Mémoire de pierre : Des tailleurs de pierre syndiqués à la CNT

Partie 2/7 : Taille de pierre et compagnonnage

Frank :
Sur quel type de construction, intervenez-vous ?

Fred :
Nous sommes, Louis et moi, tailleurs de pierre. On travaille presque exclusivement pour la restauration du Patrimoine, les monuments historiques, le patrimoine sauvegardé. Mais il y aussi beaucoup de tailleurs de pierre qui travaillent sur des immeubles neufs.

Frank :
Pour y faire quoi ?

Fred :
La grande mode actuellement, dans le bâti moderne, c’est de faire de la pierre moulée, c’est-à-dire que c’est de la fausse pierre, de la pierre reconstituée, ou de la pierre agrafée. On veut faire croire que c’est de la pierre massive, mais en fait c’est un parement de 3 centimètres d’épais.
Pour réaliser ces travaux, des tailleurs de pierre sont demandés. Beaucoup refusent considérant que faire cette merde serait trahir nos métiers. D’ailleurs, on peut constater que sur constructions prestigieuses récentes comme l’Opéra Bastille ou l’Arche de la Défense, par exemple, il y en a des tas qui se cassent la gueule. Et là, j’ai le cas du Palais de Justice de Nantes, qui a été inauguré par le maire en janvier 2001 ; il y a des plaques agrafées, des grosses plaques de granite qui tombent de 20 mètres de haut. Ce n’est pas normal, ça veut dire qu’il y a des entreprises qui cassent le boulot.

Pour revenir à l’action syndicale, avec ce camarade de la CGT, on a lancé l’initiative de créer une coordination de tailleurs de pierre. Au début, on a voulu faire un truc très consensuel, sans référence syndicale, pour les acquis de la corporation, parce qu’on s’est dit qu’il faut pouvoir accueillir tout le monde. C’est comme une loge, ce sont des ouvriers qui se rassemblent. On avait appelé cela « Initiative pour une coordination des travailleurs de la pierre », avec pour objectif de regrouper les camarades de la CGT qui avaient à l’époque participé à la création du syndicat parisien des travailleurs de la pierre CGT, tombé depuis en désuétude, quelques camarades de la CNT, et ouvrir ça à des camarades sensibles au discours, mais sans leur dire : « t’es obligé d’adhérer », ou des choses comme ça. Ça a duré un temps, on a essayé de lancer une dynamique dans ce sens là, mais ça n’accrochait pas facilement sur les chantiers, et lors d’une réunion de « Initiative pour une coordination des travailleurs de la pierre », il y avait des camarades de la CNT, 2 ou 3, des camarades non syndiqués, et 3 camarades de la CGT tailleurs de pierre, qui étaient adhérents à la société Construction Île-de-France, à la CSC.
Finalement, on a tous décidé de rattacher officiellement ce groupe de tailleurs de pierre au Syndicat Unifié du Bâtiment de la Région Parisienne, le SUB CNT, pour avoir une lisibilité plus concrète.

* **Énoncé 1**:
Répondez à ces questions d'après l'entretien sur les tailleurs de pierre :
(a) Pour quel type de travaux Fred et Louis travaillent-ils presque exclusivement ?
(b) Quelle épaisseur Fred donne-t-il au parement de la pierre agrafée ?
(c) À quel syndicat le groupe de tailleurs de pierre a-t-il finalement été rattaché ?
L'extrait et les lignes de données sont deux documents distincts, sans rapport entre eux.

(Enregistrements de données)
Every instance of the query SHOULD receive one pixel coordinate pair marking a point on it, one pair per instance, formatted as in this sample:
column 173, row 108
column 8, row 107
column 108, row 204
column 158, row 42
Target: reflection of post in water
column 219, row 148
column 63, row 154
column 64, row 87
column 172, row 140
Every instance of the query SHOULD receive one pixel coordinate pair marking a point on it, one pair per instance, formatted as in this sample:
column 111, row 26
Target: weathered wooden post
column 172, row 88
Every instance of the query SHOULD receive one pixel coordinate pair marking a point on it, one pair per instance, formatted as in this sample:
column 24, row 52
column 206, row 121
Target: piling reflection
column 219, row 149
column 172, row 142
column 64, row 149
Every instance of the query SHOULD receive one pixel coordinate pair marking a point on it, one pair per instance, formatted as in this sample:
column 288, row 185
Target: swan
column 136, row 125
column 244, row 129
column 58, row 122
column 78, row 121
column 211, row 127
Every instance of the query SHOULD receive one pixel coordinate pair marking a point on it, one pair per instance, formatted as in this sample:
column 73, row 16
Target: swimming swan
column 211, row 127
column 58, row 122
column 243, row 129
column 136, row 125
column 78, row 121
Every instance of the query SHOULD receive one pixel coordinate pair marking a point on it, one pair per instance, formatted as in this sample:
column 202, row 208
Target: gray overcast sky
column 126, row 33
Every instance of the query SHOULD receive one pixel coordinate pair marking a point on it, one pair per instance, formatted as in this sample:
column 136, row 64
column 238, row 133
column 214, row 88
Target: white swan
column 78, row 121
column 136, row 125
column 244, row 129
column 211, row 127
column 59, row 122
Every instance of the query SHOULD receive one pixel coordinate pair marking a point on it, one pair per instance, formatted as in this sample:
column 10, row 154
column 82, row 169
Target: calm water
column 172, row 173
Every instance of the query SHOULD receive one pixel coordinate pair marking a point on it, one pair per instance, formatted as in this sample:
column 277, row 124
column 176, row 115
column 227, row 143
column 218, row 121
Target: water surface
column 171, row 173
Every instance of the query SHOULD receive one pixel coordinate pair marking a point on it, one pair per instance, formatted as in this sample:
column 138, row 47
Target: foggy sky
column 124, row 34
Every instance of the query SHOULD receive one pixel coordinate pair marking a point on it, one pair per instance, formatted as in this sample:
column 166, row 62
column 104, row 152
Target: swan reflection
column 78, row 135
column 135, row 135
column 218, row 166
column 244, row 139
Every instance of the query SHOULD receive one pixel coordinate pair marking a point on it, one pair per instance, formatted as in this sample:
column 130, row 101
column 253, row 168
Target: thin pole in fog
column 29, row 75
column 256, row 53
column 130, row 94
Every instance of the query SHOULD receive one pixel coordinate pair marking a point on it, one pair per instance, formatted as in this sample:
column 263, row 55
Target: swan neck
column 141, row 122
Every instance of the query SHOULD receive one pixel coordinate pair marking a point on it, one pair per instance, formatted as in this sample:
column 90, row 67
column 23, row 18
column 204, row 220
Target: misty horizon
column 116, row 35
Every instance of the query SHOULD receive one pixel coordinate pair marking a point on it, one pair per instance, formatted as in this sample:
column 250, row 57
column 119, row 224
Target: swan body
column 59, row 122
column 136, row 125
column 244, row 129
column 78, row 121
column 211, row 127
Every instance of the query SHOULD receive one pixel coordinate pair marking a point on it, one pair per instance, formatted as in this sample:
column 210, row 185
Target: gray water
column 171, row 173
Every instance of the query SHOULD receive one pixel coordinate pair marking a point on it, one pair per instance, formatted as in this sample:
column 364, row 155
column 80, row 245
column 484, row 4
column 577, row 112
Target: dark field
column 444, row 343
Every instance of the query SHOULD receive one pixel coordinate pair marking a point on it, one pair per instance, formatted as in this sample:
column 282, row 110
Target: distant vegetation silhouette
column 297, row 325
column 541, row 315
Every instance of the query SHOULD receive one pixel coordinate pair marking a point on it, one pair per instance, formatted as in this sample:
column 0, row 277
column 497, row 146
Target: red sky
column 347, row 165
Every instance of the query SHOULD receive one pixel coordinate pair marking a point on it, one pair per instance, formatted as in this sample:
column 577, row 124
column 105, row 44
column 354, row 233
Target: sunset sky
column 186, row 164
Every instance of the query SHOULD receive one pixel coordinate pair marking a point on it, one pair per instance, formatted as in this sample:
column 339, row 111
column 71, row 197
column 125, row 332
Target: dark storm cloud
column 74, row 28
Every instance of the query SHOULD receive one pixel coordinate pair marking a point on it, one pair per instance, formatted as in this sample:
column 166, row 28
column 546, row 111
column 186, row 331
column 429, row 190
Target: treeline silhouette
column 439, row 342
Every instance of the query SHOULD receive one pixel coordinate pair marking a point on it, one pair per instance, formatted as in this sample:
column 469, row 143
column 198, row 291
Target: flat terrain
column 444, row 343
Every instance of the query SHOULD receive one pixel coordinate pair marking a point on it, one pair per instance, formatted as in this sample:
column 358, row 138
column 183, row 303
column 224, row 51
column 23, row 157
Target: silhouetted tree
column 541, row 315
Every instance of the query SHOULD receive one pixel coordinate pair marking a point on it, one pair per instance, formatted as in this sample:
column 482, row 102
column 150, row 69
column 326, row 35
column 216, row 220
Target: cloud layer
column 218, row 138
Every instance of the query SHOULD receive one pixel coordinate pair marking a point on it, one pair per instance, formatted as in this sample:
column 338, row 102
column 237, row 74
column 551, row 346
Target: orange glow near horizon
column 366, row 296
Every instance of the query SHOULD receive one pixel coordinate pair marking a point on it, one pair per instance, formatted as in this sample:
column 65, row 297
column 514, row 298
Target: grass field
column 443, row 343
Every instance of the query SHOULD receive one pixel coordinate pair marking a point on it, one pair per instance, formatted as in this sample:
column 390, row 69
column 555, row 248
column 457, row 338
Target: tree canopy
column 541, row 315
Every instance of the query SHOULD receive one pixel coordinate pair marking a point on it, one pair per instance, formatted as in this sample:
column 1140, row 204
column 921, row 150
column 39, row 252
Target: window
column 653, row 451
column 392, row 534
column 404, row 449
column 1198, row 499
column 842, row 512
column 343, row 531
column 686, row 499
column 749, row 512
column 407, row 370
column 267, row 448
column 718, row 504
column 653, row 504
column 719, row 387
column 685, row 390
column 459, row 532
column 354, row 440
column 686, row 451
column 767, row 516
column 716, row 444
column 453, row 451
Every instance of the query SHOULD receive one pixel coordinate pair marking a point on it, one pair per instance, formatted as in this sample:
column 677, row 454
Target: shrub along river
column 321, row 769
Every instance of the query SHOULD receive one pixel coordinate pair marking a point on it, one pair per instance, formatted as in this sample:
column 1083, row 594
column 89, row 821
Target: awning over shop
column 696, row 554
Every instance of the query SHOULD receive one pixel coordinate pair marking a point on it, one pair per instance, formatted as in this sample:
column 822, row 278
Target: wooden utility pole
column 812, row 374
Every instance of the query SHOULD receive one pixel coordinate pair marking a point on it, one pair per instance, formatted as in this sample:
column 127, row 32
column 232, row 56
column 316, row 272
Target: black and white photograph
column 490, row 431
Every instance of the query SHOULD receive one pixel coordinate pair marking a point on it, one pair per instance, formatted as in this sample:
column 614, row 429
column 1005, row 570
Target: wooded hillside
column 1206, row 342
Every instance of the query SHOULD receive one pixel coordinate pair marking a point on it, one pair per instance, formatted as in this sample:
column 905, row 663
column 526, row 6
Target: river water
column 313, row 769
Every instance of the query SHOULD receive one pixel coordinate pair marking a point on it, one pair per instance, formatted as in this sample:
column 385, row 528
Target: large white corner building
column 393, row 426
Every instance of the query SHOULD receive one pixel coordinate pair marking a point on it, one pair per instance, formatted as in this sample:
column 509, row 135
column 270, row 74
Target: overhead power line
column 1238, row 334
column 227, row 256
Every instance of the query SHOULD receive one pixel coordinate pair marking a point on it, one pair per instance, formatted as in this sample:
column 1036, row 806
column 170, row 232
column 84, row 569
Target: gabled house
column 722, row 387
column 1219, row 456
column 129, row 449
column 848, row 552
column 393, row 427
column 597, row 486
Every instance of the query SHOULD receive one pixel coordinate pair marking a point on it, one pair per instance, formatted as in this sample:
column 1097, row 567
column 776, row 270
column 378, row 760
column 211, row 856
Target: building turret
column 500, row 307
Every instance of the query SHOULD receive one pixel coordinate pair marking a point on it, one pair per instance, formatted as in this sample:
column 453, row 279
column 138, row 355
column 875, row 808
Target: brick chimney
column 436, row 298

* **Énoncé 2**:
Modifiez les lignes de données, depuis leur début jusqu'à la ligne contenant « column 172, row 140 » incluse, en remplaçant « post » par « pole » sans rien changer d'autre. Ne recopiez que ces lignes.

* **Résultat 1**:
(a) La restauration du Patrimoine : les monuments historiques et le patrimoine sauvegardé.
(b) 3 centimètres.
(c) Au Syndicat Unifié du Bâtiment de la Région Parisienne, le SUB CNT.

* **Résultat 2**:
Every instance of the query SHOULD receive one pixel coordinate pair marking a point on it, one pair per instance, formatted as in this sample:
column 173, row 108
column 8, row 107
column 108, row 204
column 158, row 42
Target: reflection of pole in water
column 219, row 148
column 63, row 154
column 64, row 87
column 172, row 140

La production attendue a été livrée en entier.